- _Selected text_
= = = = =

Carol Bruneau (born 1956) is a Canadian writer.

Biography 
She lives in Halifax, Nova Scotia, where she has taught writing at NSCAD (Nova Scotia College of Art and Design University) and Dalhousie University. She has a master's degree in English literature from Dalhousie University and a master's degree in journalism from the University of Western Ontario, and has worked extensively as a workshop leader and mentor to new and emerging writers.

= = = = =

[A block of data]

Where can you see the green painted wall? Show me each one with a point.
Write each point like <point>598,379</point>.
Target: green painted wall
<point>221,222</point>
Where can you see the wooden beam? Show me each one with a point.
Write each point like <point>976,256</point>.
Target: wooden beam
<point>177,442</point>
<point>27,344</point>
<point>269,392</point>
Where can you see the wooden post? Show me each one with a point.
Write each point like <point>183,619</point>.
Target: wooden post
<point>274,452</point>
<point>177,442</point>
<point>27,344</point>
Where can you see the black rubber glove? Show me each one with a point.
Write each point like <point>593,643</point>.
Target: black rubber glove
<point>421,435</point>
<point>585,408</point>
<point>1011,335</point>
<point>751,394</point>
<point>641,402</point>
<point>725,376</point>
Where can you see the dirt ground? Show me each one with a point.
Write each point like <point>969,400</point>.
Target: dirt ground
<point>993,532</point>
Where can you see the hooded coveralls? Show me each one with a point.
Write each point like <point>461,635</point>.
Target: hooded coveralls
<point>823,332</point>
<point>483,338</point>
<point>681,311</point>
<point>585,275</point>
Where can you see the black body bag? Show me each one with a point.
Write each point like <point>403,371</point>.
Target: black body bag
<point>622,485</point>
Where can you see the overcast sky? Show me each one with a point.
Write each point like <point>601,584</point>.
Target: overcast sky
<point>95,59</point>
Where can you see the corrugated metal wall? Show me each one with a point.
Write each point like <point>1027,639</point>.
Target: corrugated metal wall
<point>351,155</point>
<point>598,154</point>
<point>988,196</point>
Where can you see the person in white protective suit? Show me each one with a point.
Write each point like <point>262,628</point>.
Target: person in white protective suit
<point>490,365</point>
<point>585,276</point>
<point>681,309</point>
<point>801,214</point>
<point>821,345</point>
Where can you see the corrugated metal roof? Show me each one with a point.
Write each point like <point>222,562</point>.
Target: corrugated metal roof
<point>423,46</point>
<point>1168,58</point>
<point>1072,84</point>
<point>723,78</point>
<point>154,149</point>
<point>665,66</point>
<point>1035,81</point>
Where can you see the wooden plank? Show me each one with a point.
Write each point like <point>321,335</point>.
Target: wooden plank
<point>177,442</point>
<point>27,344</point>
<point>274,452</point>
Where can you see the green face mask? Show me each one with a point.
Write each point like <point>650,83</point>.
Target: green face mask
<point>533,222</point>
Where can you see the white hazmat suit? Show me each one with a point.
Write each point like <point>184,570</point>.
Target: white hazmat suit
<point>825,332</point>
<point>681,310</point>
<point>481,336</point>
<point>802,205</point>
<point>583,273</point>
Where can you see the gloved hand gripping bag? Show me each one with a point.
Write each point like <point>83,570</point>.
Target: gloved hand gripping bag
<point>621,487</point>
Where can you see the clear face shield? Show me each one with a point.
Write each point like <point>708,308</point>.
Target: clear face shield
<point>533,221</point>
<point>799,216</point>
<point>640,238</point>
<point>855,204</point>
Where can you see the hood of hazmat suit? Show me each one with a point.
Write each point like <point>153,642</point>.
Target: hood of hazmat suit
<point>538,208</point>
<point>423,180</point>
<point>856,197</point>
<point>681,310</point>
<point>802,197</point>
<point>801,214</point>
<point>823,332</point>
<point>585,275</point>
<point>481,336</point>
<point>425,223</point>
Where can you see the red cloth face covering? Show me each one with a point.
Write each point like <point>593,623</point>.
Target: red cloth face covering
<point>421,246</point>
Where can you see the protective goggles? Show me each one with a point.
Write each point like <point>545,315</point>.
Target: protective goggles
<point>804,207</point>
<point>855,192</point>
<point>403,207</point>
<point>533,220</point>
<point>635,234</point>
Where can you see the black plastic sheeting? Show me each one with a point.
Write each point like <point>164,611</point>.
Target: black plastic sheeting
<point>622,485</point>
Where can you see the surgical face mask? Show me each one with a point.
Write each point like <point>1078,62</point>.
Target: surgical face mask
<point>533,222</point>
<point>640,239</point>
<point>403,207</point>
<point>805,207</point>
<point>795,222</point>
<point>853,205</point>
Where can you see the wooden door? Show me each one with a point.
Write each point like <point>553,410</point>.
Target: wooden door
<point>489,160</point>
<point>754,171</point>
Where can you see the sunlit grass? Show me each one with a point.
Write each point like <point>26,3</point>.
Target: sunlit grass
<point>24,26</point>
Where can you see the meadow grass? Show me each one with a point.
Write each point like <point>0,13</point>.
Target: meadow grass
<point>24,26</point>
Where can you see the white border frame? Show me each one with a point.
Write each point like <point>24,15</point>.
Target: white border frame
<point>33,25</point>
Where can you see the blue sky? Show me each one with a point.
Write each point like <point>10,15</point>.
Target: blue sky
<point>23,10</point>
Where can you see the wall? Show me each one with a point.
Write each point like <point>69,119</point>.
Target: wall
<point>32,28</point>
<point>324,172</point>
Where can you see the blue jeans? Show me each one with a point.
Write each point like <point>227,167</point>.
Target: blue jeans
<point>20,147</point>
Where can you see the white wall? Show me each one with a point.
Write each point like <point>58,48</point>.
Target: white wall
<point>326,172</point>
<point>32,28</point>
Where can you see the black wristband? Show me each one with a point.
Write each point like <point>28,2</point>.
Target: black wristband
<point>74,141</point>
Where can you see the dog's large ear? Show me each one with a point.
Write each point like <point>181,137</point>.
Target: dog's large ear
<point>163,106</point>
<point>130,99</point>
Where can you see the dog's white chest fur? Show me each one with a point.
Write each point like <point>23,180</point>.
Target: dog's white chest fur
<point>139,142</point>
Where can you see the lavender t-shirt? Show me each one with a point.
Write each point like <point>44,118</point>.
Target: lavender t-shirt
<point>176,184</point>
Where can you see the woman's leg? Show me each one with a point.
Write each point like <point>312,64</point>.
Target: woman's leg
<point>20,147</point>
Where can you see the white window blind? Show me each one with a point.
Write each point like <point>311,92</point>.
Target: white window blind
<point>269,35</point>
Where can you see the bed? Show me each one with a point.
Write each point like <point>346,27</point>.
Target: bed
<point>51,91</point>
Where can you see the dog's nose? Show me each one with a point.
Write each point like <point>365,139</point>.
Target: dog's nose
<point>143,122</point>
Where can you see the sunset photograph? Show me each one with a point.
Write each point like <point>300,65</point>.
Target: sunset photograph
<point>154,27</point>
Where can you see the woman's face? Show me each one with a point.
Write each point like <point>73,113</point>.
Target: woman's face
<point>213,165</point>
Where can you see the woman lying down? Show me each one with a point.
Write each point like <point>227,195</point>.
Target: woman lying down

= = = = =

- _Goal 1_
According to the text about Carol Bruneau, which university granted her master's degree in journalism?
- _Goal 2_
Repeat the stretch of the Carol Bruneau text from "Carol Bruneau (born" through "and emerging writers.".

- _Correct output 1_
The University of Western Ontario.

- _Correct output 2_
Carol Bruneau (born 1956) is a Canadian writer.

Biography 
She lives in Halifax, Nova Scotia, where she has taught writing at NSCAD (Nova Scotia College of Art and Design University) and Dalhousie University. She has a master's degree in English literature from Dalhousie University and a master's degree in journalism from the University of Western Ontario, and has worked extensively as a workshop leader and mentor to new and emerging writers.